▸ Material supplied
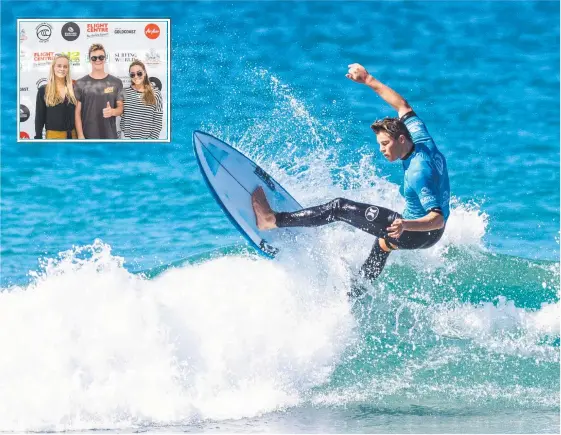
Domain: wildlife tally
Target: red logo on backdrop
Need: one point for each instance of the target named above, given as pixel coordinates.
(152, 31)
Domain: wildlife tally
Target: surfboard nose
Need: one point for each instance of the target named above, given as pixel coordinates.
(198, 136)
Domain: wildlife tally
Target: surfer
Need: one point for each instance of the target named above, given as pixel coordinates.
(426, 188)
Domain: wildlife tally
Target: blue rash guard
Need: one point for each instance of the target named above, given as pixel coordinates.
(426, 185)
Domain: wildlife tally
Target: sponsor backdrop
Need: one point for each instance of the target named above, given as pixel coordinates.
(124, 41)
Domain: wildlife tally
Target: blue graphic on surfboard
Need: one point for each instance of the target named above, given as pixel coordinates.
(232, 177)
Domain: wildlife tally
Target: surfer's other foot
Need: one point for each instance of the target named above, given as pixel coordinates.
(264, 215)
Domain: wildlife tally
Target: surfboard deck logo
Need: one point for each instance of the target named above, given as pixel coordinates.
(231, 177)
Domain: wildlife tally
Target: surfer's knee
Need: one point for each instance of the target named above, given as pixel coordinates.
(386, 246)
(374, 264)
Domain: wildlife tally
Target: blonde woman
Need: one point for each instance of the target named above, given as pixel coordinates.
(56, 103)
(142, 114)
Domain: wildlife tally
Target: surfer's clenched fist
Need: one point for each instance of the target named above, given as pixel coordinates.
(357, 73)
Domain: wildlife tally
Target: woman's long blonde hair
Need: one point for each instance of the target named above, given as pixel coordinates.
(52, 97)
(148, 95)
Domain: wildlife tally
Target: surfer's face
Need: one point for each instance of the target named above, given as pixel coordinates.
(97, 59)
(389, 146)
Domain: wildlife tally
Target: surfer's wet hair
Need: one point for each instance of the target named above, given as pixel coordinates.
(392, 126)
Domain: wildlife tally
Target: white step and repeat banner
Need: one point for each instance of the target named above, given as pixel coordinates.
(124, 41)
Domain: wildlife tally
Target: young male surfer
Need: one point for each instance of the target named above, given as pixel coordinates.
(426, 188)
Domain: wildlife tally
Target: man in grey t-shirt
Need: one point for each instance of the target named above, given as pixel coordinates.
(100, 99)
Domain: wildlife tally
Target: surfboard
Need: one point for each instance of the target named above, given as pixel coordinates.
(232, 177)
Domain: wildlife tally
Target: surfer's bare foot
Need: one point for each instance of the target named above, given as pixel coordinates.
(264, 215)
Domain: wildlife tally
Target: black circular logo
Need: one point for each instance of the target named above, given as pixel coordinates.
(156, 82)
(41, 82)
(70, 31)
(23, 113)
(44, 32)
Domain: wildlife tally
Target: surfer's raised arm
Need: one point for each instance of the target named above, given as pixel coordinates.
(357, 73)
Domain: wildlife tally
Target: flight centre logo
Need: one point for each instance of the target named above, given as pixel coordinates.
(97, 30)
(23, 113)
(70, 31)
(44, 32)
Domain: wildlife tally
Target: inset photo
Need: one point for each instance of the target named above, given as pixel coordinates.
(104, 80)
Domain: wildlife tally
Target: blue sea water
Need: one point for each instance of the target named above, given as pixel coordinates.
(129, 301)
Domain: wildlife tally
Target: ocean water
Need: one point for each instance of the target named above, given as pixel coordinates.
(130, 303)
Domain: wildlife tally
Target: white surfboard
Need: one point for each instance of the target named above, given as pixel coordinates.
(232, 177)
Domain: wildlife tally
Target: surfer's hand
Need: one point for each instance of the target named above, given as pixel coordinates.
(357, 73)
(396, 229)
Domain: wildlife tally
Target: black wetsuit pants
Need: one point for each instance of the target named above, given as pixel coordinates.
(372, 219)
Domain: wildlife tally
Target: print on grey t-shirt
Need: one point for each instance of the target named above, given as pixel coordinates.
(94, 94)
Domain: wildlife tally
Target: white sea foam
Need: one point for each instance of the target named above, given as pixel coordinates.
(90, 345)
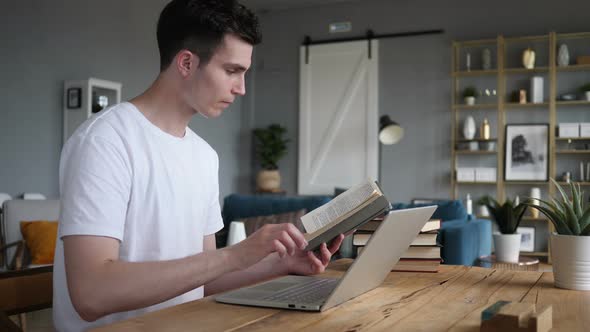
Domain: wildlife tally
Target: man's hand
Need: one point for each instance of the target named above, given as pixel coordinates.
(308, 263)
(284, 239)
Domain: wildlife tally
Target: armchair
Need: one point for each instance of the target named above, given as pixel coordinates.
(24, 287)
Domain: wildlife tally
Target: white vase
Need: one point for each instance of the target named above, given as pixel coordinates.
(469, 128)
(563, 56)
(570, 255)
(507, 247)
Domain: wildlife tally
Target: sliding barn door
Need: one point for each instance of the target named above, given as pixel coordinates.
(338, 116)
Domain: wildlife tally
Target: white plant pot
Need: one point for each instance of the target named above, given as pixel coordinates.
(571, 261)
(507, 247)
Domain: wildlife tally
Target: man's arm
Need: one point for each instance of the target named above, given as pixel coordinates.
(100, 284)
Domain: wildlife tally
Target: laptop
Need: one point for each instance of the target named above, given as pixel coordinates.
(371, 267)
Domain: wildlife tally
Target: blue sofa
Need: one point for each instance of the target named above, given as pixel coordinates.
(462, 237)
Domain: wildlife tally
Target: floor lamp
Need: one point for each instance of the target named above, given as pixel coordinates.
(390, 132)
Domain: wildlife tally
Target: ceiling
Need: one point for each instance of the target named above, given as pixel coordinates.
(267, 5)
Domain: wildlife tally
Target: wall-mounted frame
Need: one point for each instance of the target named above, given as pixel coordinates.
(526, 155)
(74, 99)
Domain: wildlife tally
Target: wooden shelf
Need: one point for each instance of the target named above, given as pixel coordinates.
(572, 103)
(474, 152)
(527, 105)
(535, 253)
(563, 183)
(476, 140)
(526, 71)
(464, 73)
(574, 68)
(572, 138)
(536, 183)
(474, 107)
(573, 152)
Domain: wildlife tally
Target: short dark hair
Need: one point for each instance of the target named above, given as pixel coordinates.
(199, 26)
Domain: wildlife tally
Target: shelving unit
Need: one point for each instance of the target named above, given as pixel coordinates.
(507, 75)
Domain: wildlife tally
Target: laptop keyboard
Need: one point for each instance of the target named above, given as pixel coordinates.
(312, 291)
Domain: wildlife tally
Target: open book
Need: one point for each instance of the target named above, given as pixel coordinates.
(344, 213)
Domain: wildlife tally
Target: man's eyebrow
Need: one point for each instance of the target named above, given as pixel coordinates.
(236, 66)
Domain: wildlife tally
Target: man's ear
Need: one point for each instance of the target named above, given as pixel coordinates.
(186, 62)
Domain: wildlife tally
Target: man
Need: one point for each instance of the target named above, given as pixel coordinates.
(140, 189)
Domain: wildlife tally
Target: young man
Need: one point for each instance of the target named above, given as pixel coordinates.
(140, 190)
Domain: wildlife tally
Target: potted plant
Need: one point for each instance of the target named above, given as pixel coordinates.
(570, 244)
(585, 89)
(507, 216)
(469, 95)
(271, 146)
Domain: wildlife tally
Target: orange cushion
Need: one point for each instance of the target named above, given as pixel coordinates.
(40, 237)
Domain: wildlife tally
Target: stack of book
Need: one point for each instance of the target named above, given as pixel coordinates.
(423, 255)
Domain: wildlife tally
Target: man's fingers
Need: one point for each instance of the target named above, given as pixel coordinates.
(325, 254)
(335, 245)
(296, 235)
(279, 248)
(288, 242)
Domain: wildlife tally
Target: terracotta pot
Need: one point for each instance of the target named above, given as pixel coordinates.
(268, 180)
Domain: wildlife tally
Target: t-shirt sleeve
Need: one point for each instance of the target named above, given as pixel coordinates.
(95, 188)
(214, 220)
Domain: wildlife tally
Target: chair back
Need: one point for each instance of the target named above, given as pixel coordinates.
(15, 211)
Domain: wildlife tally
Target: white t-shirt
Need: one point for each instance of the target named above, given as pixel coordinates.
(124, 178)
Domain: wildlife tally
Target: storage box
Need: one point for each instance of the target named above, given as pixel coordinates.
(485, 174)
(569, 129)
(465, 174)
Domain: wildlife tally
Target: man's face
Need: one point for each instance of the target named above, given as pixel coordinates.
(214, 86)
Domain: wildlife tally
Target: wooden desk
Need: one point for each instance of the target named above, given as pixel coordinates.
(449, 300)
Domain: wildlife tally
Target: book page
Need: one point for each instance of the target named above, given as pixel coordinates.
(339, 206)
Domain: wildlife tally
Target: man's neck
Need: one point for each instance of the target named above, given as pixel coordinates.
(163, 106)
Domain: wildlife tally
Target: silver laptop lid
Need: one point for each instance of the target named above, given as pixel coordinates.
(385, 247)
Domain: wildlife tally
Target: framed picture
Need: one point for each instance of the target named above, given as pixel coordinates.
(527, 152)
(74, 96)
(527, 240)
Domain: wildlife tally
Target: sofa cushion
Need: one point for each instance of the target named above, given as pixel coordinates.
(252, 224)
(447, 209)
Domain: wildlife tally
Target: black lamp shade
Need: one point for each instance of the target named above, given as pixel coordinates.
(390, 132)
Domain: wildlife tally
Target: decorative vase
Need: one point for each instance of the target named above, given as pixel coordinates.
(528, 58)
(507, 247)
(571, 261)
(486, 59)
(563, 56)
(268, 180)
(535, 195)
(469, 128)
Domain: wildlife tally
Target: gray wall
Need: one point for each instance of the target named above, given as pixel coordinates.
(414, 72)
(44, 43)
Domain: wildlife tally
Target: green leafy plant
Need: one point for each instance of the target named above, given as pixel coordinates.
(270, 145)
(507, 216)
(585, 87)
(469, 91)
(569, 216)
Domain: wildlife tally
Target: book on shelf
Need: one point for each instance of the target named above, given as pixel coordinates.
(422, 239)
(346, 212)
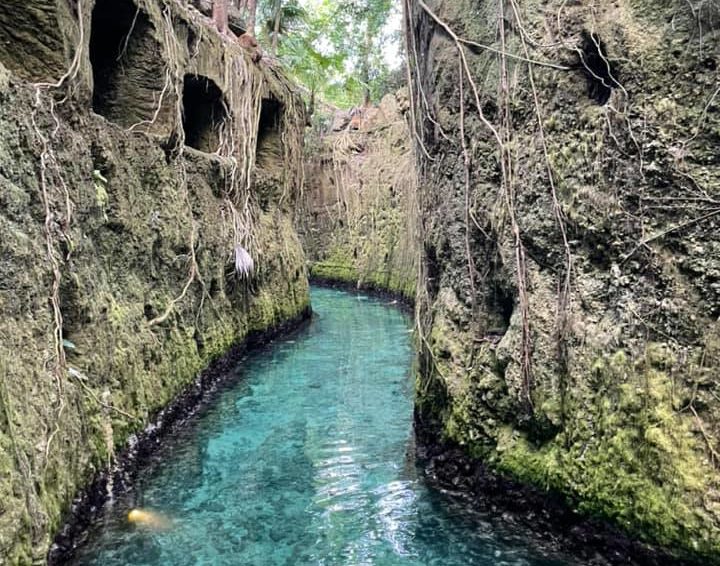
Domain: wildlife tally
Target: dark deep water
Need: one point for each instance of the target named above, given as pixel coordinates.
(306, 458)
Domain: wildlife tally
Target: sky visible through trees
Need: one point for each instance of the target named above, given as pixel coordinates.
(345, 52)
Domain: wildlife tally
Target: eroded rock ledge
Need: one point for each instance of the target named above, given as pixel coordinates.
(129, 178)
(571, 260)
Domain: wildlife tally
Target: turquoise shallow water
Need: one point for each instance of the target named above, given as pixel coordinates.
(306, 457)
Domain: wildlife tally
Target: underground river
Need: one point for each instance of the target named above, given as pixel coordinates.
(306, 456)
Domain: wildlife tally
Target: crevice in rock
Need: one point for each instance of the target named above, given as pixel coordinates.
(204, 113)
(600, 71)
(269, 139)
(128, 70)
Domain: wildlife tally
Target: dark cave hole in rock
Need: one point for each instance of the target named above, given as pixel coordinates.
(269, 140)
(600, 71)
(128, 70)
(204, 113)
(500, 303)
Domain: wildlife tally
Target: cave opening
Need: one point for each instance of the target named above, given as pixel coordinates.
(269, 149)
(599, 70)
(128, 70)
(204, 113)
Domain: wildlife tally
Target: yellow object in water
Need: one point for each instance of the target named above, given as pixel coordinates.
(148, 519)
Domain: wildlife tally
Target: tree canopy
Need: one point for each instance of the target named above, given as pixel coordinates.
(338, 49)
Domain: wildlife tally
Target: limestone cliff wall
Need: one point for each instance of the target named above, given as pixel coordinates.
(358, 219)
(128, 180)
(570, 200)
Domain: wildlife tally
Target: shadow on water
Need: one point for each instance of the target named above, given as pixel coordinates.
(306, 456)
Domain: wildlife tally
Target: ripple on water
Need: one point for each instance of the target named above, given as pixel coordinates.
(304, 460)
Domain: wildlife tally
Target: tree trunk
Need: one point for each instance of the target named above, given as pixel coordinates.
(276, 28)
(220, 15)
(365, 68)
(252, 9)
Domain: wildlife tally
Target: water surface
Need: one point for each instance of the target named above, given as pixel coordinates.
(306, 457)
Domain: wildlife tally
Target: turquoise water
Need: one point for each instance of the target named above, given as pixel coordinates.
(306, 457)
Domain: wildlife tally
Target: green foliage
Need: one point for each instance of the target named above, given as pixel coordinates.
(335, 48)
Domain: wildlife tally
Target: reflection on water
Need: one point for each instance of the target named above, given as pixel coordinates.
(305, 459)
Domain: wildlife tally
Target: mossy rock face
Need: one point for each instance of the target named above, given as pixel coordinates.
(359, 209)
(602, 392)
(132, 235)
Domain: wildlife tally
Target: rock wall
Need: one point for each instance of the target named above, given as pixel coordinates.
(570, 202)
(129, 187)
(358, 219)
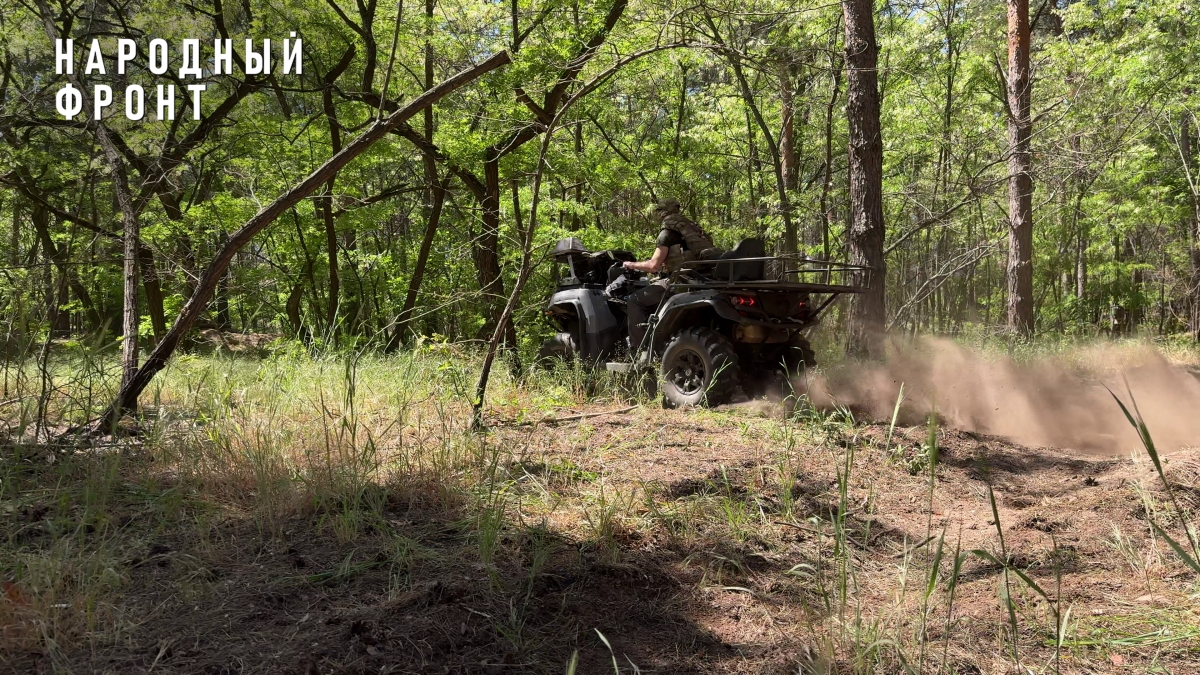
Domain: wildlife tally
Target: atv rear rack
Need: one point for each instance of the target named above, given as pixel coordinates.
(811, 275)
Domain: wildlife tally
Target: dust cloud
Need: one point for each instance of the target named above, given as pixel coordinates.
(1050, 401)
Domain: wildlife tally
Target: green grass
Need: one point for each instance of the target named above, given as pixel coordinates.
(373, 455)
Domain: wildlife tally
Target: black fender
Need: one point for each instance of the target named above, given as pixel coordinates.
(673, 312)
(597, 327)
(676, 309)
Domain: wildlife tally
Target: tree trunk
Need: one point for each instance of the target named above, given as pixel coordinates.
(130, 316)
(865, 234)
(827, 215)
(787, 131)
(59, 256)
(1020, 167)
(435, 198)
(196, 305)
(487, 249)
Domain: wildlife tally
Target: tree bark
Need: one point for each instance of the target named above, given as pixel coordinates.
(827, 215)
(196, 305)
(865, 236)
(435, 199)
(787, 130)
(1020, 172)
(327, 198)
(1193, 223)
(60, 257)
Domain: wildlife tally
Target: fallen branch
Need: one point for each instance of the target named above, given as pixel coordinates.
(569, 418)
(126, 399)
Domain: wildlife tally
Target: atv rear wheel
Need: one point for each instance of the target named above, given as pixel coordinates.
(558, 348)
(699, 366)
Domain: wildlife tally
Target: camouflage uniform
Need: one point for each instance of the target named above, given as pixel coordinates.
(695, 245)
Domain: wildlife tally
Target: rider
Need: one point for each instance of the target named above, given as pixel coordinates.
(679, 240)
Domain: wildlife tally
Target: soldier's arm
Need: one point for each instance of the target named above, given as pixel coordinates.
(654, 263)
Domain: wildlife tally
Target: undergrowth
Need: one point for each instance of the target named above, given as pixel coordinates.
(375, 455)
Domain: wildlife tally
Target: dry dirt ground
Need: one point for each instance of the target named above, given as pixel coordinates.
(688, 541)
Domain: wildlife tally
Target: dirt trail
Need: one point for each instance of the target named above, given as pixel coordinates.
(700, 583)
(1050, 401)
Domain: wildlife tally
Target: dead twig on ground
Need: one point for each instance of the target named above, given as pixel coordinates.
(569, 418)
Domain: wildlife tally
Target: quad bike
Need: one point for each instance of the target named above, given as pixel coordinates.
(733, 321)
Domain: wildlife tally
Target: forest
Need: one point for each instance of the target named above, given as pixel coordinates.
(252, 297)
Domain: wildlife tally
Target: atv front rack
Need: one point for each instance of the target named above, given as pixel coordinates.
(811, 275)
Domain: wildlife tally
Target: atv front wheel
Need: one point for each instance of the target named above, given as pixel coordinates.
(558, 348)
(699, 366)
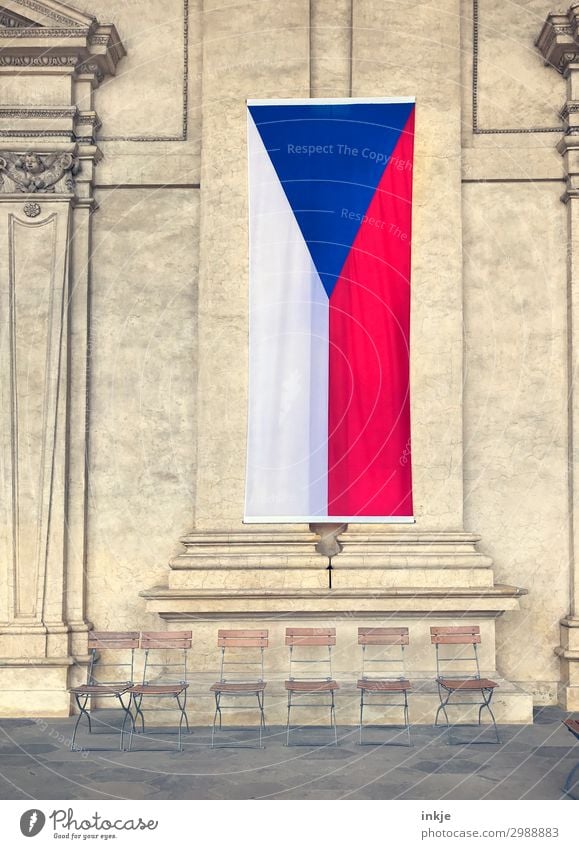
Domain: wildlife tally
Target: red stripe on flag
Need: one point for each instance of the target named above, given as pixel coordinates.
(369, 403)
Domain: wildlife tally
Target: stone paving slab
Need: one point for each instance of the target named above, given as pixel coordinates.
(36, 762)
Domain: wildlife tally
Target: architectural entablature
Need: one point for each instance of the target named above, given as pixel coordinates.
(49, 34)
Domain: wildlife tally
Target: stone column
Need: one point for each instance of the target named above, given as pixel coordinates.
(558, 43)
(51, 59)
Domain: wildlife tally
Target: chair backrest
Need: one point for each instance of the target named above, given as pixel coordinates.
(317, 643)
(117, 641)
(310, 636)
(456, 635)
(171, 644)
(383, 652)
(242, 652)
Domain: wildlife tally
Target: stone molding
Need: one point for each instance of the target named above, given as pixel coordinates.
(558, 43)
(48, 157)
(55, 35)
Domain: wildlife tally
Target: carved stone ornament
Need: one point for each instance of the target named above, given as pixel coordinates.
(31, 210)
(42, 173)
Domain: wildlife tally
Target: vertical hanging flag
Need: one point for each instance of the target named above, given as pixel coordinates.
(330, 203)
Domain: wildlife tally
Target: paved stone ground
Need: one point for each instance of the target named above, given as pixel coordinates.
(36, 763)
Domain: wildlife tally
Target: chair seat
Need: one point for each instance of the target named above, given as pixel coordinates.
(311, 686)
(158, 689)
(100, 689)
(467, 683)
(238, 687)
(384, 686)
(573, 726)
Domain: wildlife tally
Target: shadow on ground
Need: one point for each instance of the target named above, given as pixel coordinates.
(36, 763)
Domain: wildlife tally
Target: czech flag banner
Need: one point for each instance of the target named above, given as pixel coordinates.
(330, 204)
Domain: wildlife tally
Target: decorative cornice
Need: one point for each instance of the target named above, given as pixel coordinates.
(37, 112)
(476, 128)
(558, 41)
(37, 61)
(43, 32)
(182, 136)
(14, 21)
(56, 12)
(61, 37)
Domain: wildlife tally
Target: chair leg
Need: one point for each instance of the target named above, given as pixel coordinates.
(82, 712)
(127, 715)
(407, 717)
(487, 704)
(570, 782)
(260, 702)
(217, 711)
(182, 717)
(289, 707)
(138, 701)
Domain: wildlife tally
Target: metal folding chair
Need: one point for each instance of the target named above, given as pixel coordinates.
(480, 689)
(116, 686)
(240, 676)
(382, 658)
(318, 644)
(572, 725)
(170, 677)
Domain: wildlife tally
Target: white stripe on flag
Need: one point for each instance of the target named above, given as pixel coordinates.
(287, 445)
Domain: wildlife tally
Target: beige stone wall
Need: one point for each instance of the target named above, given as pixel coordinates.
(143, 342)
(516, 336)
(156, 448)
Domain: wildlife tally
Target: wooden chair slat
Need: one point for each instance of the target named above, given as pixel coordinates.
(384, 640)
(242, 642)
(299, 640)
(113, 639)
(243, 632)
(166, 640)
(455, 639)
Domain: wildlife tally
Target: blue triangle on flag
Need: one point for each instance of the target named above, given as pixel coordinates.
(330, 158)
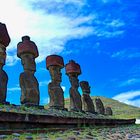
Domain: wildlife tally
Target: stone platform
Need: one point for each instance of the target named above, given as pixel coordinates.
(12, 120)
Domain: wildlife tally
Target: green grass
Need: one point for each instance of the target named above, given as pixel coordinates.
(98, 132)
(120, 110)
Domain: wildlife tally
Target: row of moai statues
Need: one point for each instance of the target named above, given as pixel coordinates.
(30, 96)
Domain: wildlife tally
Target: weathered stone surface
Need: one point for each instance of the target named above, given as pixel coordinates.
(99, 106)
(54, 65)
(4, 36)
(27, 51)
(86, 99)
(73, 70)
(108, 111)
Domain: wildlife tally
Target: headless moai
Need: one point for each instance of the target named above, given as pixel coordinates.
(86, 99)
(99, 106)
(4, 42)
(27, 51)
(108, 111)
(73, 70)
(54, 65)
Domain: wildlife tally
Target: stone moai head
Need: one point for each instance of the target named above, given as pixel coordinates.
(4, 42)
(108, 111)
(27, 51)
(99, 106)
(54, 64)
(85, 87)
(73, 70)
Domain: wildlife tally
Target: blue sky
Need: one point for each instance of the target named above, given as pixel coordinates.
(103, 36)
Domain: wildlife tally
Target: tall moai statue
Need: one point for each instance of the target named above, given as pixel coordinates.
(86, 99)
(73, 70)
(108, 111)
(54, 64)
(99, 106)
(4, 42)
(27, 51)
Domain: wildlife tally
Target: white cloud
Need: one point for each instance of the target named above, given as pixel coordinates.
(126, 54)
(50, 30)
(128, 98)
(128, 82)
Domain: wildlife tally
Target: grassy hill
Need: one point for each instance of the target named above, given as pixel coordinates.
(120, 110)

▸ Task to complete
Copy each line of the items above that contains the word "woman".

▸ Completed task
Target: blonde woman
Target: woman's long blonde hair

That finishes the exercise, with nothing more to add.